Work to complete
Images are to be excluded from the copy, and the records below reproduced word for word.

Provided records
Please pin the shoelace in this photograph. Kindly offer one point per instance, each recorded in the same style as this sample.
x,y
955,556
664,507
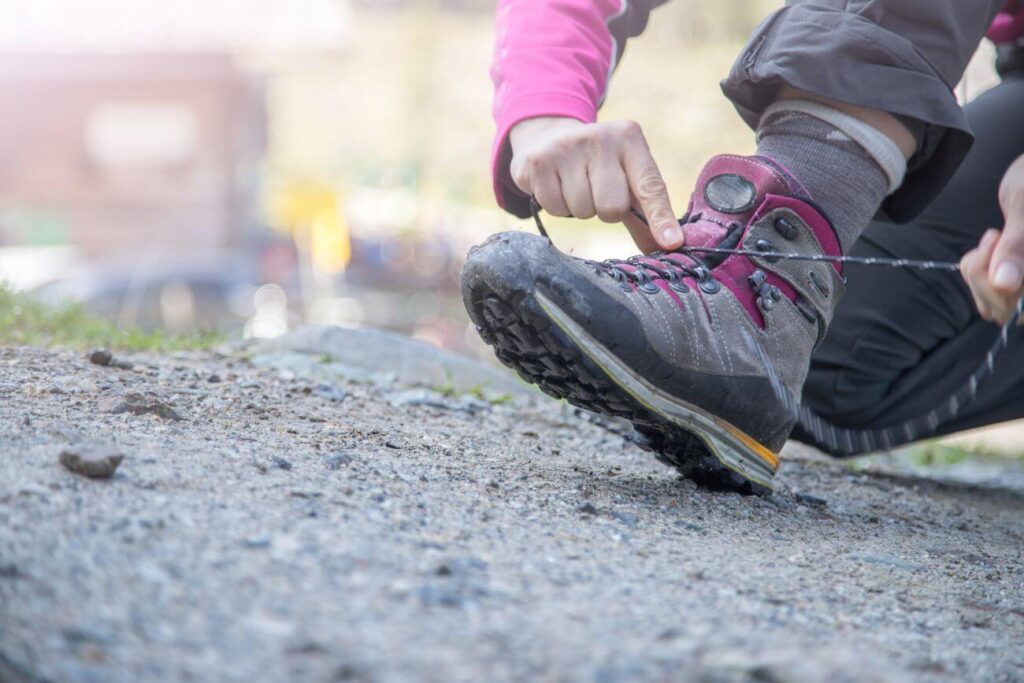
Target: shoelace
x,y
842,440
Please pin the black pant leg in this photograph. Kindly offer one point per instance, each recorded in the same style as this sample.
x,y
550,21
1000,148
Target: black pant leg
x,y
902,341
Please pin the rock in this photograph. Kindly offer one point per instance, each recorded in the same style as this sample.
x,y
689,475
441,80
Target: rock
x,y
137,403
100,356
338,460
811,501
103,357
330,392
626,518
430,398
95,461
372,353
887,560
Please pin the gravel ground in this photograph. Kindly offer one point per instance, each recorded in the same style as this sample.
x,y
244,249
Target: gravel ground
x,y
268,526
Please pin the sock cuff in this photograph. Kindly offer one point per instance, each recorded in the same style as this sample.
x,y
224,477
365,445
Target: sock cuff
x,y
878,145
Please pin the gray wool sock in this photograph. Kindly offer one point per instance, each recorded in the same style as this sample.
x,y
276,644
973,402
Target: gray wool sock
x,y
846,180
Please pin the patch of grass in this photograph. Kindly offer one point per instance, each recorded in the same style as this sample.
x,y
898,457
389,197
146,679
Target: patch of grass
x,y
25,322
450,390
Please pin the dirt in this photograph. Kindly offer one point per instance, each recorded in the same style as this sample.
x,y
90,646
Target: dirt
x,y
300,521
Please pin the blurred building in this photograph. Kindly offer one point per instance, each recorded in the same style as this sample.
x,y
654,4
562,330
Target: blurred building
x,y
126,153
133,142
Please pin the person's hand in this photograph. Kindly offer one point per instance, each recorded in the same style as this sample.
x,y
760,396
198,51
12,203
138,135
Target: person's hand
x,y
579,169
994,270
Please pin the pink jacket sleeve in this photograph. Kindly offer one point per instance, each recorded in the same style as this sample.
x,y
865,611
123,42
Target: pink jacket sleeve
x,y
554,57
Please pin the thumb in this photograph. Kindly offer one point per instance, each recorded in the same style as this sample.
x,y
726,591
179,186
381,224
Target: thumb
x,y
648,187
1007,267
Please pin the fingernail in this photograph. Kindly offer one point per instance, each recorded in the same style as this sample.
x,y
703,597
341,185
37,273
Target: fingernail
x,y
1008,275
672,235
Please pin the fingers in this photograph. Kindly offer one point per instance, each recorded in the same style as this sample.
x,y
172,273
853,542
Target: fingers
x,y
974,268
577,190
606,169
611,190
648,187
1007,267
546,186
641,235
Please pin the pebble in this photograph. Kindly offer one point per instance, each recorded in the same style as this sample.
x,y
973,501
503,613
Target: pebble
x,y
100,356
338,460
95,461
103,357
137,403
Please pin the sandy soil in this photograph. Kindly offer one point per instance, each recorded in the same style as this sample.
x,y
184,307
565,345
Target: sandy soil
x,y
268,524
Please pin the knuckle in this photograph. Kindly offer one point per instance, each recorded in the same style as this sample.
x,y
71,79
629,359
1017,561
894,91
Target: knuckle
x,y
612,212
630,129
651,184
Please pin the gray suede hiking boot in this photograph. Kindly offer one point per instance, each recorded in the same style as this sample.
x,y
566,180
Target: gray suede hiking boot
x,y
669,340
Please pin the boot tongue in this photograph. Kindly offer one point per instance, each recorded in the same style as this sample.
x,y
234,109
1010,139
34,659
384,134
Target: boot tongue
x,y
729,190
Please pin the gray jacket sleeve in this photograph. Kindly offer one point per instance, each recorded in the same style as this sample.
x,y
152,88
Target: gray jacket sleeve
x,y
902,56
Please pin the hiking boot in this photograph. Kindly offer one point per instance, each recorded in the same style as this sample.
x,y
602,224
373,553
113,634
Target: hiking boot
x,y
676,342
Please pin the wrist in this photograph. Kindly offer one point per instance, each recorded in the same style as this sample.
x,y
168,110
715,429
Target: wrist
x,y
522,133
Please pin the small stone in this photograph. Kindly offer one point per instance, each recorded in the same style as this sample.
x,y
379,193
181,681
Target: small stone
x,y
137,403
95,461
338,460
330,392
626,518
101,356
811,501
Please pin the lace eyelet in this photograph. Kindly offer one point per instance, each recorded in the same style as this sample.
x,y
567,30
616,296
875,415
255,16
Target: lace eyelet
x,y
819,284
786,229
648,287
766,246
710,286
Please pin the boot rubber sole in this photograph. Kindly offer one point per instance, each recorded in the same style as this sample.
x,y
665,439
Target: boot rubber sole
x,y
534,336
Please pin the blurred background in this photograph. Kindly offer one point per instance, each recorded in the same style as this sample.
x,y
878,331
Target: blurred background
x,y
245,166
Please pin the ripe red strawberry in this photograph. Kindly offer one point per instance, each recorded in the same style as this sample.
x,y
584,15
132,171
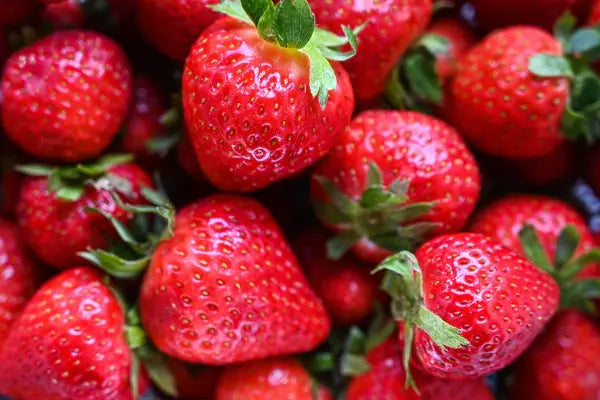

Exercise result
Please pin the shoelace in this photograph. Kindly offer one point per instance, each recorded in the same style as this sample.
x,y
955,556
664,507
Target: shoelace
x,y
842,440
Please pin the black pant leg in this photograph. Kindly offer one point per instance, each recorded in the same style as this sample.
x,y
550,21
1000,148
Target: black pant leg
x,y
902,341
Please pin the rock in this photograph. Kindly offer one point per instance, each recorded in the same style as this sample.
x,y
689,475
441,80
Target: rock
x,y
137,403
100,356
338,460
811,501
103,357
330,392
626,518
430,398
95,461
372,353
887,560
Please pin the gravel ground in this photograph. Kindly offer one point per instance, each recorded in the same style as this sample.
x,y
244,249
Target: gravel ground
x,y
268,526
Please pin the sock cuff in this photograph. Kindly offer one point per instance, each recorded in the same style as this sample.
x,y
224,477
365,445
Target: sock cuff
x,y
878,145
Please pin the gray wool sock in this photograph. Kindly offer one point per instance, each recorded in the same style as this sample.
x,y
276,644
973,402
Target: gray wool sock
x,y
846,180
Please pin the patch of grass in this photograph. Kindly offer one point per instance, each recorded in the same style as this sample.
x,y
898,457
389,197
146,679
Target: patch of grass
x,y
25,322
450,390
Please pin the dirt in this photograph. Kindly offer one point per instance, each recorded in the same style as this sample.
x,y
90,646
Target: dirt
x,y
300,521
Please pin the blurred building in this photograph. Kindly offer one point per instance, each recorded in the same style as this sample.
x,y
654,4
562,330
Target: blurred building
x,y
126,153
133,142
Please pin the person's hand in this photograph. Kindly offer one point per instance, each recorded in the same style as this sample.
x,y
760,396
198,51
12,203
138,135
Target: person's hand
x,y
579,169
994,270
Please pin the pink jacket sleeve in this photograph. Kindly offer one point per instance, each recorded in the same style as this sample.
x,y
865,611
123,42
Target: pink jacket sleeve
x,y
554,57
Please pin the thumb in this photograph. Kindly offer one point per instance, each recorded in the same style as this sample.
x,y
726,591
179,186
381,224
Target: thumb
x,y
648,187
1007,267
Please pin the fingernail in this photograph. Kindly offer one point per instance, each recorded in the same style as this sample.
x,y
703,597
341,185
37,273
Target: fingernail
x,y
1008,275
672,235
Please pin the fingers in this photograph. Kindly offer one point per instance, each recorded in the same style as this sample.
x,y
172,273
853,542
Target: fingers
x,y
974,268
577,190
606,169
611,190
648,187
1007,267
546,186
641,235
Please pin the pebble in this photograph. Kindly offer one point per instance, each recorded in the same style as this sample.
x,y
973,501
503,613
Target: pebble
x,y
100,356
338,460
95,461
103,357
137,403
Please pin the sandy soil in this photograph. Kindly offer one point per instance, each recorded in the same style as this sample.
x,y
184,307
565,345
Target: sandy soil
x,y
268,524
Please pin the knuckle in this photograph. Kindly offer one point per instance, each recorded in the same style as this sample.
x,y
71,79
629,359
1017,561
894,91
Target: knuckle
x,y
612,212
630,129
651,184
Please pin the gray suede hiking boot in this photograph. Kindly offer one point per instance, each recorded in the same style as this sample.
x,y
566,180
Target: gray suede hiking boot
x,y
669,340
Please pin the boot tongue in this photograph. Kindly offer one point per instance, each recorded in the same style as this sample.
x,y
234,109
1010,139
34,659
384,134
Target: boot tongue
x,y
729,190
Please pin the gray jacket sleeve in this photograph. Kindly offer one point per instance, each recorded in the same style as this sample.
x,y
152,88
Target: gray jacket sleeve
x,y
902,56
Please pin the hiking boot in this photograph. Kindly offer one point per instance, each recorded in the same style as this sample.
x,y
602,224
373,553
113,634
Target: hiking boot
x,y
676,342
Please pin the wrist in this photograph. Kindly offer one point per instance, each recorded in the same style as this sample.
x,y
168,110
715,429
Target: wrist
x,y
522,133
Please pin the small stone in this photograph. Kindly offer one point per instance, each recorded in the same style as this sample.
x,y
379,193
181,681
Target: small stone
x,y
137,403
95,461
338,460
330,392
626,518
101,356
811,501
Please pin the lace eyelet in this photograph. Kindly offer one point per instance, each recorded in the same style as this sample.
x,y
567,30
616,296
875,415
255,16
Target: lace eyelet
x,y
819,284
786,229
648,287
766,246
710,286
Please pin the boot rubber sole in this photograph. Kindly offer one point per instance, each recorded in the same style as this sample.
x,y
665,439
Target: boot rubber sole
x,y
534,336
Please pin the blurred background in this photograph. Kindly offer one point per instance, each recorded in the same style as this sample.
x,y
878,331
Target: blurred background
x,y
245,166
Please pin the ripe red strawberry in this photograph. Kindly offer one point per instance, each recorded in the same style as this sample.
x,y
584,15
132,171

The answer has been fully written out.